THE EXERCISE
Quote every line of the records below word for word, leaving out the pictures.

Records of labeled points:
* BEGIN *
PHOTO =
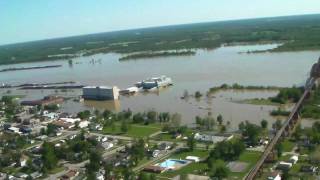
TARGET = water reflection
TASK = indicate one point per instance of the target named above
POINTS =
(112, 105)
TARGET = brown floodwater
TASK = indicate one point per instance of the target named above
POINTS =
(192, 73)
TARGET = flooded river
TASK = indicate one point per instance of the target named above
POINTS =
(206, 69)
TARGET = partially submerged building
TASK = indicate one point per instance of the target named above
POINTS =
(47, 100)
(100, 93)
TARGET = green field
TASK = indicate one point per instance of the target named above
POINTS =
(287, 145)
(250, 157)
(136, 131)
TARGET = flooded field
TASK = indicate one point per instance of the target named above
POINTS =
(206, 69)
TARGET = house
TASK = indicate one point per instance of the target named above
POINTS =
(284, 165)
(214, 138)
(164, 146)
(95, 127)
(36, 175)
(83, 124)
(154, 169)
(63, 124)
(274, 176)
(13, 130)
(25, 129)
(70, 175)
(100, 175)
(193, 158)
(308, 169)
(50, 116)
(42, 137)
(294, 159)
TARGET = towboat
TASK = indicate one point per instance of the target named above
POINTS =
(155, 82)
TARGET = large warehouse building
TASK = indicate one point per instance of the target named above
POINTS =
(100, 92)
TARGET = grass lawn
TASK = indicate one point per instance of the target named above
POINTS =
(250, 157)
(56, 170)
(287, 145)
(167, 137)
(183, 154)
(136, 131)
(193, 168)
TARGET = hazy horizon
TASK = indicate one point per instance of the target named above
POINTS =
(39, 20)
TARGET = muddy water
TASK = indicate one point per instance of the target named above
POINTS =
(200, 72)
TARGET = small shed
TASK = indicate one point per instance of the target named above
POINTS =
(294, 159)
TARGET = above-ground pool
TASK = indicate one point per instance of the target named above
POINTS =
(172, 163)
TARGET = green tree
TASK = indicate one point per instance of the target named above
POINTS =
(124, 126)
(279, 149)
(220, 119)
(94, 164)
(264, 124)
(218, 170)
(48, 156)
(191, 142)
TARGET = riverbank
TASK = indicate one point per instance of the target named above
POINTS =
* END *
RESPONSE TO THE EXERCISE
PHOTO =
TARGET = water reflection
TASK = indicate one point per instance of the target named above
POINTS =
(112, 105)
TARGET = brown floodwater
TASK = indicate one point per instance of the target named above
POINTS =
(192, 73)
TARGET = flooded river
TASK = indicate one point per instance of the target named above
POINTS =
(206, 69)
TARGET = partially submerged building
TASK = indicate one point per instance of the target named above
POINTS =
(47, 100)
(100, 93)
TARGET = green field
TASK = indicate one point per instance of the target named above
POINTS =
(287, 145)
(250, 157)
(136, 131)
TARGET = flooded field
TASK = indicate one point per instance of the target named above
POINTS =
(206, 69)
TARGET = house
TASK = indicate one point per instance of the target named above
POINTS =
(284, 165)
(214, 138)
(164, 146)
(95, 127)
(36, 175)
(83, 124)
(154, 169)
(63, 124)
(274, 176)
(13, 130)
(25, 129)
(70, 175)
(100, 175)
(193, 158)
(308, 169)
(50, 116)
(42, 137)
(294, 159)
TARGET = towboat
TASK = indicate one point per instance of the target named above
POINTS =
(155, 82)
TARGET = large warehouse building
TASK = indicate one point per instance of the target named above
POINTS =
(100, 92)
TARGET = grass lawn
TASK = indicate one point per instance of the target named above
POINTS =
(250, 157)
(56, 170)
(287, 145)
(167, 137)
(183, 154)
(136, 131)
(193, 168)
TARGET = hazy horizon
TASK = indicate one point per instance of the target named above
POINTS =
(39, 20)
TARGET = muddy water
TASK = indicate one point per instance of the target named above
POINTS =
(200, 72)
TARGET = small shed
TASK = indicate one point per instance of the target named above
POINTS =
(294, 159)
TARGET = above-ground pool
TASK = indicate one point per instance of the target named above
POINTS =
(172, 163)
TARGET = green tree
TASK = indicate one point per instance of the target named above
POINTS =
(124, 126)
(279, 149)
(220, 119)
(94, 164)
(264, 124)
(218, 170)
(48, 156)
(191, 142)
TARGET = riverbank
TASK = indicate one point per instance of the target named above
POINTS =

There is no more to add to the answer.